─── Document text ───
How to read files from test resources with scalatest? [duplicate] - scala

I have a folder structure like below:
- main
-- java
-- resources
-- scalaresources
--- commandFiles
and in that folders I have my files that I have to read.
Here is the code:
def readData(runtype: String, snmphost: String, comstring: String, specificType: String): Unit = {
val realOrInvFile = "/commandFiles/snmpcmds." +runtype.trim // these files are under commandFiles folder, which I have to read.
try {
if (specificType.equalsIgnoreCase("Cisco")) {
val specificDeviceFile: String = "/commandFiles/snmpcmds."+runtype.trim+ ".cisco"
val realOrInvCmdsList = scala.io.Source.fromFile(realOrInvFile).getLines().toList.filterNot(line => line.startsWith("#")).map{
//some code
}
val specificCmdsList = scala.io.Source.fromFile(specificDeviceFile).getLines().toList.filterNot(line => line.startsWith("#")).map{
//some code
}
}
} catch {
case e: Exception => e.printStackTrace
}
}
}

Resources in Scala work exactly as they do in Java.
It is best to follow the Java best practices and put all resources in src/main/resources and src/test/resources.
Example folder structure:
testing_styles/
├── build.sbt
├── src
│   └── main
│   ├── resources
│   │   └── readme.txt
Scala 2.12.x && 2.13.x reading a resource
To read resources the object Source provides the method fromResource.
import scala.io.Source
val readmeText : Iterator[String] = Source.fromResource("readme.txt").getLines
reading resources prior 2.12 (still my favourite due to jar compatibility)
To read resources you can use getClass.getResource and getClass.getResourceAsStream .
val stream: InputStream = getClass.getResourceAsStream("/readme.txt")
val lines: Iterator[String] = scala.io.Source.fromInputStream( stream ).getLines
nicer error feedback (2.12.x && 2.13.x)
To avoid undebuggable Java NPEs, consider:
import scala.util.Try
import scala.io.Source
import java.io.FileNotFoundException
object Example {
def readResourceWithNiceError(resourcePath: String): Try[Iterator[String]] =
Try(Source.fromResource(resourcePath).getLines)
.recover(throw new FileNotFoundException(resourcePath))
}
good to know
Keep in mind that getResourceAsStream also works fine when the resources are part of a jar, getResource, which returns a URL which is often used to create a file can lead to problems there.
in Production
In production code I suggest to make sure that the source is closed again.

For Scala >= 2.12, use Source.fromResource:
scala.io.Source.fromResource("located_in_resouces.any")
─── Stored records ───
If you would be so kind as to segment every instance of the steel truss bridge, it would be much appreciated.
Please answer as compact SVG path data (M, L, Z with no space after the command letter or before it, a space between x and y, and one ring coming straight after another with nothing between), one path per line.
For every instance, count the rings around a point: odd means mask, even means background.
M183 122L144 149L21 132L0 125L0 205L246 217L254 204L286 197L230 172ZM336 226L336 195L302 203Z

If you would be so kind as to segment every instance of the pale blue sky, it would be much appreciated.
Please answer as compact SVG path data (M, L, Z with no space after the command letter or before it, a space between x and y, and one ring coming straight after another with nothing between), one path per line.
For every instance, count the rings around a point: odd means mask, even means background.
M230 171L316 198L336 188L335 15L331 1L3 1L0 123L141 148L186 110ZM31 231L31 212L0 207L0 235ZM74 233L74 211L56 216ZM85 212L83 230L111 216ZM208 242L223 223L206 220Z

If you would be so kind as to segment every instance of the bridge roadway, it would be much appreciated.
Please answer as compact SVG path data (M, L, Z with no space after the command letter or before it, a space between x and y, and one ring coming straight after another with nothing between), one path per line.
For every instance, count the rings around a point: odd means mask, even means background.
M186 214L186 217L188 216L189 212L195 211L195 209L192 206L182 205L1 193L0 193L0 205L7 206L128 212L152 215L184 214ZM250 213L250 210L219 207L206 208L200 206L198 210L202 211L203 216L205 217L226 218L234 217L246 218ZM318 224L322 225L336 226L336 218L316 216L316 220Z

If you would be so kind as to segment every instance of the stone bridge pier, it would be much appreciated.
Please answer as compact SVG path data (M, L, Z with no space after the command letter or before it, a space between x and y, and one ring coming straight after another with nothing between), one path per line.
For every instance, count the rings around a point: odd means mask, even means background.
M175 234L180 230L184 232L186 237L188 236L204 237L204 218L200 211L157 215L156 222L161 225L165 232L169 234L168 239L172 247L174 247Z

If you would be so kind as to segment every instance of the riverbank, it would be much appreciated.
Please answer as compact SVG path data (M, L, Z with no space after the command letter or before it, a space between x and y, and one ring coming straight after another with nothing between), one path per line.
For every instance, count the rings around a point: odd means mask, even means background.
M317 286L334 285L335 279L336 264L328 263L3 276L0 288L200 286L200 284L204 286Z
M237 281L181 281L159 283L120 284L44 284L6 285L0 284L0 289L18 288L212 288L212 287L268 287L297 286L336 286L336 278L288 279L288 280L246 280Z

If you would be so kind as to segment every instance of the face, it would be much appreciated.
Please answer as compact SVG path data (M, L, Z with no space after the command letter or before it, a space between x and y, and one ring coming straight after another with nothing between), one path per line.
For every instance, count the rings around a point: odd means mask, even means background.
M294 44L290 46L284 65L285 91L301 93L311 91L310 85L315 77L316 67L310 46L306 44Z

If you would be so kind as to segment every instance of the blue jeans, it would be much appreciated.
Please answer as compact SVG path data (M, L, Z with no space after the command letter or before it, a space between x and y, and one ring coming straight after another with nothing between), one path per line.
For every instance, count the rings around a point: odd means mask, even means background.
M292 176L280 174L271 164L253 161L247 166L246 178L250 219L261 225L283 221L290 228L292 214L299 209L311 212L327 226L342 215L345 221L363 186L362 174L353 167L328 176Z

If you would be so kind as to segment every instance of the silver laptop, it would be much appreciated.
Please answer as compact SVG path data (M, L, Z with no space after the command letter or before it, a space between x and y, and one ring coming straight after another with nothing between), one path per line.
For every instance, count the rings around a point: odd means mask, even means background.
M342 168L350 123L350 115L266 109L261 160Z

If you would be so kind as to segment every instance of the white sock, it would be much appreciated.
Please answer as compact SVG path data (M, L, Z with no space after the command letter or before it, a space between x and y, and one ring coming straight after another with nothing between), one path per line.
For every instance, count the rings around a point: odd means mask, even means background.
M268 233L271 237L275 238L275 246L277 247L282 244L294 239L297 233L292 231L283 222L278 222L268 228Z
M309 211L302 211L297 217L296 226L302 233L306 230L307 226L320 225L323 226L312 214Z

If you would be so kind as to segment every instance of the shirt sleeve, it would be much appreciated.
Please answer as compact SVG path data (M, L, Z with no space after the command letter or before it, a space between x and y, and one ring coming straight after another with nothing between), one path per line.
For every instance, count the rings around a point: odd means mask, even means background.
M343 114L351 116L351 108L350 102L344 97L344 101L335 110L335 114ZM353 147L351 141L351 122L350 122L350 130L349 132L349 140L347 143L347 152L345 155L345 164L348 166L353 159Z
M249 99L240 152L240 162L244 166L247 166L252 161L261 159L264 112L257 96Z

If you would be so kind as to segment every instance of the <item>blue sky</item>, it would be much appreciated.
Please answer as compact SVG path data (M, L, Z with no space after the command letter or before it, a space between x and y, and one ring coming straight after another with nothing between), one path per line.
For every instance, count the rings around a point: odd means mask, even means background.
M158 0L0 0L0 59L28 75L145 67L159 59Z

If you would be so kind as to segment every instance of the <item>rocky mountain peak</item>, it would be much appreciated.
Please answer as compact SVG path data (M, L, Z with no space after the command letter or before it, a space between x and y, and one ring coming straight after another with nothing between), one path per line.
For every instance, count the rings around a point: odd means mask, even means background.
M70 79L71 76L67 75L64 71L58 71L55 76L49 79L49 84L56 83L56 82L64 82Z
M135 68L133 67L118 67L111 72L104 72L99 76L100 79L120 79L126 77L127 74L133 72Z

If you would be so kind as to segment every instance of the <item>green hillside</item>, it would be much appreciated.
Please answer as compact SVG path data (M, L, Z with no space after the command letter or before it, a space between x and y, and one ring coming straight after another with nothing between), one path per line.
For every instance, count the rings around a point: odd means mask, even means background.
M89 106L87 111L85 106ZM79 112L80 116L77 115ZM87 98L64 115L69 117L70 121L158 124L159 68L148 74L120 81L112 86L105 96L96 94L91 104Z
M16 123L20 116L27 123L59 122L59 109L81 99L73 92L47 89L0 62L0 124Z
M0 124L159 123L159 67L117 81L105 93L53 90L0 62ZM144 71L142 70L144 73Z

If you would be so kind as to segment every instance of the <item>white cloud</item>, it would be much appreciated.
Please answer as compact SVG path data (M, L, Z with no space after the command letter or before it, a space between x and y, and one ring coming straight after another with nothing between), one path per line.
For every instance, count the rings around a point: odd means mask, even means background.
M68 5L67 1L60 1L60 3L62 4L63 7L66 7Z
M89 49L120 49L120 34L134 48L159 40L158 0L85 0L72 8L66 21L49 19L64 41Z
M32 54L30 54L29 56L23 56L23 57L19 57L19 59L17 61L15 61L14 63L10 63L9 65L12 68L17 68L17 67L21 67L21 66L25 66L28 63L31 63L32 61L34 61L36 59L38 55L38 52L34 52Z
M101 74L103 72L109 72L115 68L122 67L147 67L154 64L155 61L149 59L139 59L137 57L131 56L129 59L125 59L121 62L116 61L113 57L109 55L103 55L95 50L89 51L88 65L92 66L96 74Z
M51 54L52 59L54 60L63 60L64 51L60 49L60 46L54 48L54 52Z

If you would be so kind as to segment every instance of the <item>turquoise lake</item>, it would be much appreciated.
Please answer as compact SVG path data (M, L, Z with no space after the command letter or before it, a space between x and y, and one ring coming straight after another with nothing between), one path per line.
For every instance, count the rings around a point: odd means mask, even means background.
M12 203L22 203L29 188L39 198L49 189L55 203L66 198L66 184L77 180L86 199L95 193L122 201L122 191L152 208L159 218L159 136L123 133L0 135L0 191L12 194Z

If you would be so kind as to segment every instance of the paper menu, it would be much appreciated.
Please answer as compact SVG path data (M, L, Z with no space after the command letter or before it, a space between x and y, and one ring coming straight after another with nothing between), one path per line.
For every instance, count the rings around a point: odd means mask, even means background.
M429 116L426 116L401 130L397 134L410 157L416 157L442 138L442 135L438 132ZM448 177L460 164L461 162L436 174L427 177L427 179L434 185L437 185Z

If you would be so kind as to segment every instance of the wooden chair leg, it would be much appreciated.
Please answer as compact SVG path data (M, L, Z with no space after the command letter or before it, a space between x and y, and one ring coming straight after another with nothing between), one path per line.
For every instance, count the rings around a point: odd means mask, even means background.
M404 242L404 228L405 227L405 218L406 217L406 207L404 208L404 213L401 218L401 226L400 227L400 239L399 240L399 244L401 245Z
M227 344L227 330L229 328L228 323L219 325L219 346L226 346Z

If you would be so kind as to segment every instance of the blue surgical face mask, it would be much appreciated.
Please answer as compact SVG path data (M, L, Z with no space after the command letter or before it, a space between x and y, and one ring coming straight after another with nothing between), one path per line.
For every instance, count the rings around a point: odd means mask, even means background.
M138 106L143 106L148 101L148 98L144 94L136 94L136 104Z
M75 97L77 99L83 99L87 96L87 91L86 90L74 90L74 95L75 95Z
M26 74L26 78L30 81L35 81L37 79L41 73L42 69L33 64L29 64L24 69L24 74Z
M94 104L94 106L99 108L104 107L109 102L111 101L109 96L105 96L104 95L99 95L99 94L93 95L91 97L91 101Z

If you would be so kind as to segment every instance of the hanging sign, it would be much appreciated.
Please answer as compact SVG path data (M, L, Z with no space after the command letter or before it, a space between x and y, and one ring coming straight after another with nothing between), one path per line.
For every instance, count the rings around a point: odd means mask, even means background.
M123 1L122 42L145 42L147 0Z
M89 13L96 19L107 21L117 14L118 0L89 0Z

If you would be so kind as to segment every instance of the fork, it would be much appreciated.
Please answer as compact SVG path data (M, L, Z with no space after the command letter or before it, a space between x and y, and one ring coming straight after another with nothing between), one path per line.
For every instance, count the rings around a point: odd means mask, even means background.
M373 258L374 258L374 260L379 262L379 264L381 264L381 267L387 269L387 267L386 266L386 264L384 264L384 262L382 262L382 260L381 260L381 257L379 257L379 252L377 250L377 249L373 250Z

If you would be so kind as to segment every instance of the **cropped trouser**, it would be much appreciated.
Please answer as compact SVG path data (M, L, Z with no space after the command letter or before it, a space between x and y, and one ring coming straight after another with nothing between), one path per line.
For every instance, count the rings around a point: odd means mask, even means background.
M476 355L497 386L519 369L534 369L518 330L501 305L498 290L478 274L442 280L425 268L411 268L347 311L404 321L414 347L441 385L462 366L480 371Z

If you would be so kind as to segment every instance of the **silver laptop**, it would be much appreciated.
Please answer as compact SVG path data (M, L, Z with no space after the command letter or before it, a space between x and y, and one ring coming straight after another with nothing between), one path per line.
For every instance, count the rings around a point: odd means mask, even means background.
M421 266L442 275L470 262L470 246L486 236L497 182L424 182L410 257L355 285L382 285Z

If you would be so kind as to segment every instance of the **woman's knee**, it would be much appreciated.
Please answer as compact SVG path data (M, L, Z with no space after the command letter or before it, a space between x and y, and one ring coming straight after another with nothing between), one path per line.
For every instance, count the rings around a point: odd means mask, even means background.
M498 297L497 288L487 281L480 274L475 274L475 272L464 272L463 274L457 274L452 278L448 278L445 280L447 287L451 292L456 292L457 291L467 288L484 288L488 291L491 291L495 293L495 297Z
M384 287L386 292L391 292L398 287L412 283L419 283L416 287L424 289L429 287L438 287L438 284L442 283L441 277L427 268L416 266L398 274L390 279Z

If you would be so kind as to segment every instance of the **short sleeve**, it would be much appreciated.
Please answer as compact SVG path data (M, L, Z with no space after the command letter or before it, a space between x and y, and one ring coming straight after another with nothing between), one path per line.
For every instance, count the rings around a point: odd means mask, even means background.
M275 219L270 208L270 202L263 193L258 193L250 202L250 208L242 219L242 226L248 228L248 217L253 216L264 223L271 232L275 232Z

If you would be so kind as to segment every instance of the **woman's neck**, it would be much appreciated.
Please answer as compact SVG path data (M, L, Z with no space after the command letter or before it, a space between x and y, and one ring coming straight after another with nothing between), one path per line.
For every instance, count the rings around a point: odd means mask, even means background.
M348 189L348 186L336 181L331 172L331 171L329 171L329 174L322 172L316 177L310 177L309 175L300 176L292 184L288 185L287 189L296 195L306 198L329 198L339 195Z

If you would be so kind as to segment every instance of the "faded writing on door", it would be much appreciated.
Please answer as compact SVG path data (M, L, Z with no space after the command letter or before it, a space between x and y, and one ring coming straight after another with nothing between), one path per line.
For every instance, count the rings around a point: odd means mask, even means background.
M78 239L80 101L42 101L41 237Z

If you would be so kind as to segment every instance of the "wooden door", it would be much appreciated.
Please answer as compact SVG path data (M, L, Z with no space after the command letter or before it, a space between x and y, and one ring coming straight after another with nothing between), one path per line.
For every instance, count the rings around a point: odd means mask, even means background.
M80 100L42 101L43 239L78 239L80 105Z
───
* [Objective]: Rewrite the Scala resources thread between "val stream: InputStream" and "(2.12.x && 2.13.x)", inclusive, changing "readme.txt" to "notes.txt" throughout.

* [Written reply]:
val stream: InputStream = getClass.getResourceAsStream("/notes.txt")
val lines: Iterator[String] = scala.io.Source.fromInputStream( stream ).getLines
nicer error feedback (2.12.x && 2.13.x)